Segment Start: Source information

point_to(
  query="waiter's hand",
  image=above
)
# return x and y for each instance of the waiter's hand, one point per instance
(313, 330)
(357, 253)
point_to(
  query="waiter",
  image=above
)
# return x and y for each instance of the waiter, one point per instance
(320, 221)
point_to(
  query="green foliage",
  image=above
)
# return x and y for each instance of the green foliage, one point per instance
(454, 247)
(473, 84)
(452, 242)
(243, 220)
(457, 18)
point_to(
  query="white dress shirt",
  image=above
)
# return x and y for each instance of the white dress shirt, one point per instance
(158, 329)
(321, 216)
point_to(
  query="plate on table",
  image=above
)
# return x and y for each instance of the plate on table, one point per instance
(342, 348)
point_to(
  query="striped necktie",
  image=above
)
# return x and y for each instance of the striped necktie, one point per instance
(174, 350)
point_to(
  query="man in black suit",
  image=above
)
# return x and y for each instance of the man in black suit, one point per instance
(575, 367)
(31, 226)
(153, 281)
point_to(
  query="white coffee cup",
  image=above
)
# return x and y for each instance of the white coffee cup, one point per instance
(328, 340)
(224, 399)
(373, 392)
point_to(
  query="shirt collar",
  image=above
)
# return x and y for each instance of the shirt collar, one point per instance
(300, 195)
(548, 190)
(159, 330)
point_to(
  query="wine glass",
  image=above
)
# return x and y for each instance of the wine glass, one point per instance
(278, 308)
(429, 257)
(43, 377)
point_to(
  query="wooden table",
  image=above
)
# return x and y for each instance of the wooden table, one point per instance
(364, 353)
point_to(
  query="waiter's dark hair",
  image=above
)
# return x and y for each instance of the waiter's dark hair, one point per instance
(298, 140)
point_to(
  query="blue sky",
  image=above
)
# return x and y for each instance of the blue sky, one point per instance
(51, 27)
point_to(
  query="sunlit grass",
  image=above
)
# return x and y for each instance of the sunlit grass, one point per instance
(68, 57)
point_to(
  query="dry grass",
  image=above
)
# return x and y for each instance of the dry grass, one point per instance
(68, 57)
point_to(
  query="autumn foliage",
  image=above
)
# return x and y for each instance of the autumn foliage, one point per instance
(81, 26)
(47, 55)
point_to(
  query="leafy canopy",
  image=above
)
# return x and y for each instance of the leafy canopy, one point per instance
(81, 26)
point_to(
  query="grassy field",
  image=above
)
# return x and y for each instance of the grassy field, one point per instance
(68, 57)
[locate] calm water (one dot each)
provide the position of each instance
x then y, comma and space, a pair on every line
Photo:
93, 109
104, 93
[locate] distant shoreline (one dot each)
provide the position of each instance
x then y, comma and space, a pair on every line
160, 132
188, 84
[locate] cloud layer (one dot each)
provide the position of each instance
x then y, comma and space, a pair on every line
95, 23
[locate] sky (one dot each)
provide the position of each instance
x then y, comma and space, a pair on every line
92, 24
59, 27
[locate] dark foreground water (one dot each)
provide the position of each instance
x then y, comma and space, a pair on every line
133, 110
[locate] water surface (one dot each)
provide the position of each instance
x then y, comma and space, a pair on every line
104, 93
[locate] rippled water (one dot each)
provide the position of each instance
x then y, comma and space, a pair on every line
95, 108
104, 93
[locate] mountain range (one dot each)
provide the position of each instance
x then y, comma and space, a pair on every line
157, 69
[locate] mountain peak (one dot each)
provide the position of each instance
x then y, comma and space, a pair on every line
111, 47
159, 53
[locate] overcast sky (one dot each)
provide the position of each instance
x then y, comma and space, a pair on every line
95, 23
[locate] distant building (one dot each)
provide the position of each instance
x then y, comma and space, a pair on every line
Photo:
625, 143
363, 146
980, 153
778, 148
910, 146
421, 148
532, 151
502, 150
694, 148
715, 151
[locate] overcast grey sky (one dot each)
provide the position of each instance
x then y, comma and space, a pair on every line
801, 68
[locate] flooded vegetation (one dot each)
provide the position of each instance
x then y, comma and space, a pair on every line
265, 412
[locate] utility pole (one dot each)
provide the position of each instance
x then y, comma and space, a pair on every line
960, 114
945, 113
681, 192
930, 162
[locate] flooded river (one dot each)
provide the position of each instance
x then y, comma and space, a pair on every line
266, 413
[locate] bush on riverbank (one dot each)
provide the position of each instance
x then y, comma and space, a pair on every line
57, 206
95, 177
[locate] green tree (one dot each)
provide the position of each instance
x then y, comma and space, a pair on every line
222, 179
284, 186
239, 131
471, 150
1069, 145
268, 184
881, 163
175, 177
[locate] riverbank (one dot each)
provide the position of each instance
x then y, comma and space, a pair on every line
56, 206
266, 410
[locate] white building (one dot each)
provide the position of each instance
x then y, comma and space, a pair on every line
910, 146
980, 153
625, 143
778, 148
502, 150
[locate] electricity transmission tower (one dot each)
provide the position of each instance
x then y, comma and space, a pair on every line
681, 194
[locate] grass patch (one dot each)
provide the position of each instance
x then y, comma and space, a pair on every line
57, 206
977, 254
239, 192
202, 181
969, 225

Segment End: Source information

## [Aim of the exercise]
Can you give every line above again, exactly as written?

## [Answer to the exercise]
point_to(
  query="waiter's hand",
  image=above
)
# return x and y for each instance of the waiter's hand, one point per instance
(313, 330)
(357, 253)
point_to(
  query="waiter",
  image=above
)
# return x and y for each instance of the waiter, one point per instance
(320, 221)
point_to(
  query="green foliage",
  image=above
)
# return x and y for each instance of the green foliage, one point per instance
(454, 247)
(473, 84)
(452, 242)
(243, 220)
(457, 18)
point_to(
  query="white dress shirt",
  image=above
)
# return x and y for each instance of the white dress shirt, one point per instance
(158, 329)
(321, 216)
point_to(
  query="plate on table",
  image=above
)
# return x and y for each instance of the plate on table, one point per instance
(342, 348)
point_to(
  query="striped necktie",
  image=above
)
# return x and y for each instance of the striped necktie, one point per instance
(174, 350)
point_to(
  query="man in black suit",
  image=above
)
# return x and y for each instance of the man in black suit, one point per instance
(575, 367)
(31, 226)
(153, 281)
point_to(
  query="white coffee cup",
  image=above
)
# return x and y for each instance of the white coffee cup, one point per instance
(328, 340)
(224, 399)
(373, 392)
point_to(
  query="shirt collar",
  image=above
)
# return x and y for each instance of the shirt collar, one point per instance
(300, 195)
(548, 190)
(159, 330)
point_to(
  query="wine glass",
  image=above
)
# return x and y for each instance of the wine glass, one point per instance
(278, 308)
(429, 257)
(43, 377)
point_to(
  query="wooden table",
  image=above
)
# return x and y for each instance of the wooden table, one point per instance
(364, 353)
point_to(
  query="waiter's dark hair",
  image=above
)
# return x and y for each instance of the waiter's dark hair, one point per instance
(298, 140)
point_to(
  query="blue sky",
  image=above
)
# return x and y for each instance of the blue sky, one point per instance
(51, 27)
point_to(
  query="sunlit grass",
  image=above
)
# return x and y for each instance of the sunlit grass, one point per instance
(68, 57)
point_to(
  query="dry grass",
  image=above
)
# return x and y for each instance of the dry grass, one point per instance
(68, 57)
point_to(
  query="autumn foliage",
  image=above
)
# return x and y for each instance of the autumn foliage, one point per instance
(81, 26)
(47, 55)
point_to(
  query="leafy canopy",
  image=above
)
# return x and y for each instance of the leafy canopy, one point per instance
(81, 26)
point_to(
  query="grassy field",
  image=above
)
# return x and y for each instance of the grassy field, one point per instance
(68, 57)
[locate] calm water (one dot each)
provide the position of each instance
x then y, comma and space, a pair on every line
Photo:
93, 109
104, 93
[locate] distant shoreline (one dot each)
provide the position of each instance
x then y, comma and space, a pair on every line
160, 132
188, 84
[locate] cloud layer (one dot each)
provide the position of each instance
x then y, comma and space, a pair on every line
95, 23
[locate] sky (one dot each)
provide the position of each instance
x then y, comma and space, a pair on every line
92, 24
59, 27
[locate] dark foreground water (one dot each)
provide the position of each instance
x then y, comma and space, a pair on every line
133, 110
[locate] water surface (one dot each)
provide the position of each instance
x then y, comma and space, a pair on every line
104, 93
[locate] rippled water (one dot each)
provide the position of each instance
x then y, comma and space, a pair on every line
95, 108
104, 93
[locate] mountain range (one dot each)
provide the position of each instance
x then y, comma and space, a pair on every line
157, 69
[locate] mountain peak (one dot each)
provide the position of each instance
x then y, comma and space, a pair on every line
111, 47
159, 53
[locate] overcast sky (one dot each)
provide the position of each instance
x then y, comma and space, a pair on every line
95, 23
[locate] distant building (one dot each)
provide the position of each instance
x then y, comma and space, a pair on every line
Photo:
625, 143
363, 146
980, 153
778, 148
910, 146
421, 148
532, 151
502, 150
694, 148
715, 151
[locate] overcast grey sky (one dot each)
provide the position of each instance
x then y, comma and space, a pair on every line
801, 68
[locate] flooded vegetation (one dot each)
provide the position of each instance
x then y, comma and space, a pair on every line
265, 412
[locate] utility pole (one dot each)
provide the position of each instance
x then y, comma and space, a pair on every line
960, 114
945, 113
681, 192
930, 162
[locate] flooded river (one dot each)
provide the position of each instance
x then y, comma and space, a pair on every line
266, 413
[locate] bush on riverbank (one dot each)
provide the position of each instance
x then y, comma and space, a pair on every line
57, 206
95, 177
[locate] green tree (one dot each)
provide the position of each instance
x then y, comma and space, a pair on every line
222, 179
284, 186
239, 131
471, 150
1069, 145
268, 184
881, 163
175, 177
[locate] riverbank (one dot each)
provide the position of each instance
x then y, comma and space, a pair on every line
56, 206
266, 410
[locate] white building (one dot each)
provide the position of each instance
x then y, comma and space, a pair on every line
910, 146
980, 153
625, 143
778, 148
502, 150
[locate] electricity transmission tower (one dot each)
provide the position of each instance
x then y, comma and space, a pair on every line
681, 194
[locate] grass patch (one dot each)
provide the position of each instance
x then y, comma and space, a pair on every line
57, 206
977, 254
239, 192
202, 181
969, 225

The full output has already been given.